What to work on —
Search the records below for the string "calm" and copy each line where it turns up.

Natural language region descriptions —
***
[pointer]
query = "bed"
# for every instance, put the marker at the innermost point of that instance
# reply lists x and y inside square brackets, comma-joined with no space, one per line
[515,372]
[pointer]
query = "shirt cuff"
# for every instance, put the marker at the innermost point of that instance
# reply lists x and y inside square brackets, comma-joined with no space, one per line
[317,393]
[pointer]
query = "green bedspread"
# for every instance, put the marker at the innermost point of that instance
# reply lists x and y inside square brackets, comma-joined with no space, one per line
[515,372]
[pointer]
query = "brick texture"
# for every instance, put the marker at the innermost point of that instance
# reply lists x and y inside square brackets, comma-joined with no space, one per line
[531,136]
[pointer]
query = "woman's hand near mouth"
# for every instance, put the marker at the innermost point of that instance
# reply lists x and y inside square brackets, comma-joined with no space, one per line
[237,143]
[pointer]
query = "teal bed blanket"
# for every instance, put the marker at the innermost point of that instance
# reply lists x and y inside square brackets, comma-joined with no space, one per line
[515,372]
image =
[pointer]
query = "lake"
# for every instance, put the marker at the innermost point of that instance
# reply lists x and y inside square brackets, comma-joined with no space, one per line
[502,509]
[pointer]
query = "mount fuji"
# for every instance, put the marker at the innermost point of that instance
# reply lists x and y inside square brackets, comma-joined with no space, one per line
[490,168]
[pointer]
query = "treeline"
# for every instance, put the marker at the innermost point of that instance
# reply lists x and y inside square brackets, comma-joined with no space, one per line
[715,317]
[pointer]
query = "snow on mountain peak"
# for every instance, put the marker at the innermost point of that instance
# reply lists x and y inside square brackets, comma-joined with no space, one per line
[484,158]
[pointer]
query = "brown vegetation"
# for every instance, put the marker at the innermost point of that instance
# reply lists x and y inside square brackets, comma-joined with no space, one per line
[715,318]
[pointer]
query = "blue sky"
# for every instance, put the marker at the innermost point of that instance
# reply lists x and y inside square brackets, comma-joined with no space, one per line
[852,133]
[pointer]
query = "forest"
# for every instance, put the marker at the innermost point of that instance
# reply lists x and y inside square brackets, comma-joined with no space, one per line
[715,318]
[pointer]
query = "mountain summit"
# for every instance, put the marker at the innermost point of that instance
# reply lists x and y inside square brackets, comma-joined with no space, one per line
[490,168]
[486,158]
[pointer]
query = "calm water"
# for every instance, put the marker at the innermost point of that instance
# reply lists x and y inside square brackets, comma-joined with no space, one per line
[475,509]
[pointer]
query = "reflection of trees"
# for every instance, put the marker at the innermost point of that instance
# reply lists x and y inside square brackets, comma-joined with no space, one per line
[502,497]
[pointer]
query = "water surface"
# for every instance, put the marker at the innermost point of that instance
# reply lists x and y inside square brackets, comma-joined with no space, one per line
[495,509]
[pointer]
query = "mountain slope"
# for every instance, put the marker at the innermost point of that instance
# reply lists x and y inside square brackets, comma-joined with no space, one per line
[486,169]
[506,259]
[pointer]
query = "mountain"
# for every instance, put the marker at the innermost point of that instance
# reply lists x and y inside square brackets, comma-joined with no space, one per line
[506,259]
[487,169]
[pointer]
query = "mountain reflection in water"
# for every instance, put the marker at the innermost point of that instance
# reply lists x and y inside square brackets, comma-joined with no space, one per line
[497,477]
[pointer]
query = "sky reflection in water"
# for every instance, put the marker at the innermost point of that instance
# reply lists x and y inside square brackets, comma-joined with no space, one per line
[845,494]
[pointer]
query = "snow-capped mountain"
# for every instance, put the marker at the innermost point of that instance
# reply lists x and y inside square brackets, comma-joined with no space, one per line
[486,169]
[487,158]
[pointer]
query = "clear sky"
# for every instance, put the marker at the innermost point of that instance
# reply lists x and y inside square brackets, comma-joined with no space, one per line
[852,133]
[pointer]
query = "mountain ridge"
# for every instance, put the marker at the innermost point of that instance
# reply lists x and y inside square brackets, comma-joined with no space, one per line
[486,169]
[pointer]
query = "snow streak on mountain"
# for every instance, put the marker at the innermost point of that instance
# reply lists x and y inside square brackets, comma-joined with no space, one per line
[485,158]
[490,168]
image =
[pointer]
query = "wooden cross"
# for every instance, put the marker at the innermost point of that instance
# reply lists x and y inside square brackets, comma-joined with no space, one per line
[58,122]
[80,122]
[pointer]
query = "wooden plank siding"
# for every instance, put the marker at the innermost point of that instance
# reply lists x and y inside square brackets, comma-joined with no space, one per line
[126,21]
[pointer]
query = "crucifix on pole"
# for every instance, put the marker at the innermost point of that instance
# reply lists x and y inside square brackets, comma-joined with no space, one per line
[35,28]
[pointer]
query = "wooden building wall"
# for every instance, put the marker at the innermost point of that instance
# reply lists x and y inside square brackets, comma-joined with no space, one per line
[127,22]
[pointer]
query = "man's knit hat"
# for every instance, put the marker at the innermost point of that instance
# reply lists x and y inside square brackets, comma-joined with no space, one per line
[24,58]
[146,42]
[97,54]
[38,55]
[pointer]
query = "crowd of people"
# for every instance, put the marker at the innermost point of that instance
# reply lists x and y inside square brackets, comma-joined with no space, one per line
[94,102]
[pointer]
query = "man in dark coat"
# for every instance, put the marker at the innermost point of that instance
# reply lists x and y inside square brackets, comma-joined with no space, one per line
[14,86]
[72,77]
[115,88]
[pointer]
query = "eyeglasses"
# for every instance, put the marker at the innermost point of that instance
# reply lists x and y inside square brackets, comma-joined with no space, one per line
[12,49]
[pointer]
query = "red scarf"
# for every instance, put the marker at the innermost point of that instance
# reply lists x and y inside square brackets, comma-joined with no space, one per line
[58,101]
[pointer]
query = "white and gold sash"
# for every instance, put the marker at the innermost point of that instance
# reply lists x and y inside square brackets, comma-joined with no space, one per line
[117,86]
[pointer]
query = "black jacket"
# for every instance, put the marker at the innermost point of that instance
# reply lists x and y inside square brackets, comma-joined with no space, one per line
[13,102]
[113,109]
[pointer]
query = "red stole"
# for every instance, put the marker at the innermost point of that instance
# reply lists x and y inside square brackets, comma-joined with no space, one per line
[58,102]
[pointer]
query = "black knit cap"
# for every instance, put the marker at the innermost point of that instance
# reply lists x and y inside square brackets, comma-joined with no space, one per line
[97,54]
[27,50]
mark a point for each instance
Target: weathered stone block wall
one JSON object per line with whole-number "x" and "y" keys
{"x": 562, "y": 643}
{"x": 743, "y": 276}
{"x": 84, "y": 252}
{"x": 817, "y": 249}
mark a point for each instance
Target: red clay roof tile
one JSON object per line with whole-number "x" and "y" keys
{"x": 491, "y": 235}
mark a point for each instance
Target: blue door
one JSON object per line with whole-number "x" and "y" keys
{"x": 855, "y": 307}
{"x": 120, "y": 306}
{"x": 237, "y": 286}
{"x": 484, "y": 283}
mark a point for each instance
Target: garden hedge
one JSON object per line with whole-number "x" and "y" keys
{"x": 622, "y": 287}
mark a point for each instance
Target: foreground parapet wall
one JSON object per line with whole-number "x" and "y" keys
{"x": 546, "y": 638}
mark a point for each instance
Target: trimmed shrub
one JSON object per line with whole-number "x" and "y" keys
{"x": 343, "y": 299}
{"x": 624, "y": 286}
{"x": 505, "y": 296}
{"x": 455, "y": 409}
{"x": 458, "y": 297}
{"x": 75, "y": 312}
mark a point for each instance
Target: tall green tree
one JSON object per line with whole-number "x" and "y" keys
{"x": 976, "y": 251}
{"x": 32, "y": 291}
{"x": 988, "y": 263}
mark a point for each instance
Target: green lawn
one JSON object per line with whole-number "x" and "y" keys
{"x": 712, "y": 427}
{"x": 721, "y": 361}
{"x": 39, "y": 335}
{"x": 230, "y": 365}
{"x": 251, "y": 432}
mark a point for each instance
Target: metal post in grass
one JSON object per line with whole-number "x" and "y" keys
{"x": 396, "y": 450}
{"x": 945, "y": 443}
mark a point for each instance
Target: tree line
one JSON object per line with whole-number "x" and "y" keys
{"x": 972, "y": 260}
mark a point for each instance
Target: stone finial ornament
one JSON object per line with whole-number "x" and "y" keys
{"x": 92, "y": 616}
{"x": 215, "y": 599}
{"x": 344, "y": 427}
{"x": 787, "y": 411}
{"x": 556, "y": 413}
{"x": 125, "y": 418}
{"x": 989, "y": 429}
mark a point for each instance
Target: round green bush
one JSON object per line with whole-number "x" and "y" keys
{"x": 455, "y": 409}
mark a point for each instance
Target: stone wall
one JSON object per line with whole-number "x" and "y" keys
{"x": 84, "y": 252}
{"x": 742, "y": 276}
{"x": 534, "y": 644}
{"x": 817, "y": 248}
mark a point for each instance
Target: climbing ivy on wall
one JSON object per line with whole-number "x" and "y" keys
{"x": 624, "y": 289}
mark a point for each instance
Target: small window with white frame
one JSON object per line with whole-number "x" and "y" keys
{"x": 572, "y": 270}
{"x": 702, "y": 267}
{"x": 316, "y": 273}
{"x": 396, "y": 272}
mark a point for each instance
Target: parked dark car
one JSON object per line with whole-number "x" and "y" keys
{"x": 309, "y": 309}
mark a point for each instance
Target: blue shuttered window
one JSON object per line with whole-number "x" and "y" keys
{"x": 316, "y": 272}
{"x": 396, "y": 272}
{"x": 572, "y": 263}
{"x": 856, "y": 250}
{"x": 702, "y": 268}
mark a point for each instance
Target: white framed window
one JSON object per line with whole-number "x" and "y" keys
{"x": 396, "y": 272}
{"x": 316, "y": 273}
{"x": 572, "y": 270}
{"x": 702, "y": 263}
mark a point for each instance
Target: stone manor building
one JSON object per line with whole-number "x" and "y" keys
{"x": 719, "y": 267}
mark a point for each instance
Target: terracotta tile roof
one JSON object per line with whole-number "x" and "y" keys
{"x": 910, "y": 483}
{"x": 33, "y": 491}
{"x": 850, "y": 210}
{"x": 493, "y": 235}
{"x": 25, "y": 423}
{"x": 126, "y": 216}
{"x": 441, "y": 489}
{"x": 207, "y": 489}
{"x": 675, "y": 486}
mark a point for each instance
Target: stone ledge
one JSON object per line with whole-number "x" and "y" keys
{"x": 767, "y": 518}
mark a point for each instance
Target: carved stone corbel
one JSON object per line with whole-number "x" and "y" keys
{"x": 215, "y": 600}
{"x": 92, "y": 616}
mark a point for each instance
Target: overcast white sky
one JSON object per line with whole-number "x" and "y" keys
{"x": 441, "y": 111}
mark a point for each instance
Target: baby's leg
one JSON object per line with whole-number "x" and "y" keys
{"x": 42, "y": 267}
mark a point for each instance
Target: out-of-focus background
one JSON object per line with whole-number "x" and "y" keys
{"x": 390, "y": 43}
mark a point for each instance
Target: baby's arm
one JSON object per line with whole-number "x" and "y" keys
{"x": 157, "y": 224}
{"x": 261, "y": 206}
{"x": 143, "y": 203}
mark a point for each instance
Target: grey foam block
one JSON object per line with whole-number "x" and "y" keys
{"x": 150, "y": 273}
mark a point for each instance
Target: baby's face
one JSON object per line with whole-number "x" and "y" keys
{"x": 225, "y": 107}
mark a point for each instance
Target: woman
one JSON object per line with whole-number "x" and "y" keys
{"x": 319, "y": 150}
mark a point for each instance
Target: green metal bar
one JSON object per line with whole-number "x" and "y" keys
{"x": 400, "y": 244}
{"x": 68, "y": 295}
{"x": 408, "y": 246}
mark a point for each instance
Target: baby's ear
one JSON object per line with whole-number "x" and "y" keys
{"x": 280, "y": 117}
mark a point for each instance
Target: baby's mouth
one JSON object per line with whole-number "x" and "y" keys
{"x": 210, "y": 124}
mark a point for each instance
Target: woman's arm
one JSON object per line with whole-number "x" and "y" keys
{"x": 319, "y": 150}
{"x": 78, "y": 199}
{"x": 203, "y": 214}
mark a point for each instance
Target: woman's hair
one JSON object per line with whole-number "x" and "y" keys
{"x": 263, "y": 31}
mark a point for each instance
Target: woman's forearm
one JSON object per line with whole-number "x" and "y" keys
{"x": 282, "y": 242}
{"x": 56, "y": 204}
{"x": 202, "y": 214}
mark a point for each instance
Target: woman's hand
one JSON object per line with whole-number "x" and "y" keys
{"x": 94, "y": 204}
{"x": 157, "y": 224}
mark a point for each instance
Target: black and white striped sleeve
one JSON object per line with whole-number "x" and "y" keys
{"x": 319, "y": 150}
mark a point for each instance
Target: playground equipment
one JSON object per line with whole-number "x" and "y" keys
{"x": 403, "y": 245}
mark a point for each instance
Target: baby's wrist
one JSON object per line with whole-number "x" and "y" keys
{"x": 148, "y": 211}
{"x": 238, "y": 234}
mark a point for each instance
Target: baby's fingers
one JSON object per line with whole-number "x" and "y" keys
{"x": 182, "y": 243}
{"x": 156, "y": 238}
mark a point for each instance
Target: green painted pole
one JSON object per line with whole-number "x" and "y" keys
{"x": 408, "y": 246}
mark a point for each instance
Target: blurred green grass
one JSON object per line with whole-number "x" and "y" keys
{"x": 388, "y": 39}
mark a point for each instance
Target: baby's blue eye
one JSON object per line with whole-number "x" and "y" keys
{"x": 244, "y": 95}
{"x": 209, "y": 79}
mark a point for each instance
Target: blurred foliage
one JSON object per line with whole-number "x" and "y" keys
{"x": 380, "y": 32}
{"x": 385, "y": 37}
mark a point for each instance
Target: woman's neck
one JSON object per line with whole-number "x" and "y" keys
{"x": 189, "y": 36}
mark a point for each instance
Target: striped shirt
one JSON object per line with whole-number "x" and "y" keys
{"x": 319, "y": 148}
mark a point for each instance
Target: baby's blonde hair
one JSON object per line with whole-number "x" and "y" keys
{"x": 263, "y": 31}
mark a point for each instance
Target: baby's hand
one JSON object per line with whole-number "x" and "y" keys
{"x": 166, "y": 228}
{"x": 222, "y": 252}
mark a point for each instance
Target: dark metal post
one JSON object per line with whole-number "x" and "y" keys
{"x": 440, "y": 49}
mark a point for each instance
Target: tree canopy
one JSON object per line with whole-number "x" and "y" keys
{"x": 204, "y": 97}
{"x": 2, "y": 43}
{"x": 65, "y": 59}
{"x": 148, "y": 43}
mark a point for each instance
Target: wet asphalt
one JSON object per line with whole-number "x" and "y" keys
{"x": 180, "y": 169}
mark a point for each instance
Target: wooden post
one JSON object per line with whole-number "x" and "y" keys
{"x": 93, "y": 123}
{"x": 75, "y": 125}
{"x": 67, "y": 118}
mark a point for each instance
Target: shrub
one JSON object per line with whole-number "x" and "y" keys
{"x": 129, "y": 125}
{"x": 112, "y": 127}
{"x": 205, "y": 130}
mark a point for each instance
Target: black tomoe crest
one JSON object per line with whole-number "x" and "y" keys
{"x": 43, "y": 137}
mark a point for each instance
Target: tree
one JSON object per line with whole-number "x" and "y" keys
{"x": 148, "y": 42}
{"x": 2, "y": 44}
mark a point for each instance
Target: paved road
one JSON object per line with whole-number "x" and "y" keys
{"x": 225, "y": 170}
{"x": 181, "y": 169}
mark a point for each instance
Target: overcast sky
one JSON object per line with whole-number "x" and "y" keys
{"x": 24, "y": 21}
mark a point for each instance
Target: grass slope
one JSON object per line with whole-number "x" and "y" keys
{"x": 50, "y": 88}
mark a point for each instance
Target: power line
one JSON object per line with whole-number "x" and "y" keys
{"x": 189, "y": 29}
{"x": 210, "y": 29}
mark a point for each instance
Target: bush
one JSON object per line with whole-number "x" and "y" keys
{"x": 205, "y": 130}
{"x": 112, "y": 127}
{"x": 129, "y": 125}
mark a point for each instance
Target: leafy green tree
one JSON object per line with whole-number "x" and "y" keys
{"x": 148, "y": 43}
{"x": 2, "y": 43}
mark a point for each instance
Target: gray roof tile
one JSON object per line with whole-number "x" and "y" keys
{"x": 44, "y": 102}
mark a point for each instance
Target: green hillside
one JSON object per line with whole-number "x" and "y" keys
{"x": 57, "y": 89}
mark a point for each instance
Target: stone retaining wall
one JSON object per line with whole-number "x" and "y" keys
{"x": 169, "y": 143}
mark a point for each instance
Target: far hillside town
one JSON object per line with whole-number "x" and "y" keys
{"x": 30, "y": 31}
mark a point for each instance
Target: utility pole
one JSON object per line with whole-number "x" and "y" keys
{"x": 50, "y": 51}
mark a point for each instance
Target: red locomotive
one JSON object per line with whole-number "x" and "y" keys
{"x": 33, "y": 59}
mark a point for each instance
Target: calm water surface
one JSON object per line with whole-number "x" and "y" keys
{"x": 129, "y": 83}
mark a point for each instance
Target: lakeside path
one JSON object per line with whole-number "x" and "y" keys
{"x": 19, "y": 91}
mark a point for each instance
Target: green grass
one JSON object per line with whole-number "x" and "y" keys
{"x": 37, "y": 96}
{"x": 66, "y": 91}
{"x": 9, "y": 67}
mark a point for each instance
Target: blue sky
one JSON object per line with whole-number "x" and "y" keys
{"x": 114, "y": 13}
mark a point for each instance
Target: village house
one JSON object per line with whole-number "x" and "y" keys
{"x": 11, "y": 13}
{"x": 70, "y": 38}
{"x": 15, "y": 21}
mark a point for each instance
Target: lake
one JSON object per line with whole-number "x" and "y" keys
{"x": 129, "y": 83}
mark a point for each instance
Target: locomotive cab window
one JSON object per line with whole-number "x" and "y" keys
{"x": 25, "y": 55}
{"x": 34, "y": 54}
***
The answer —
query = "calm water"
Target: calm water surface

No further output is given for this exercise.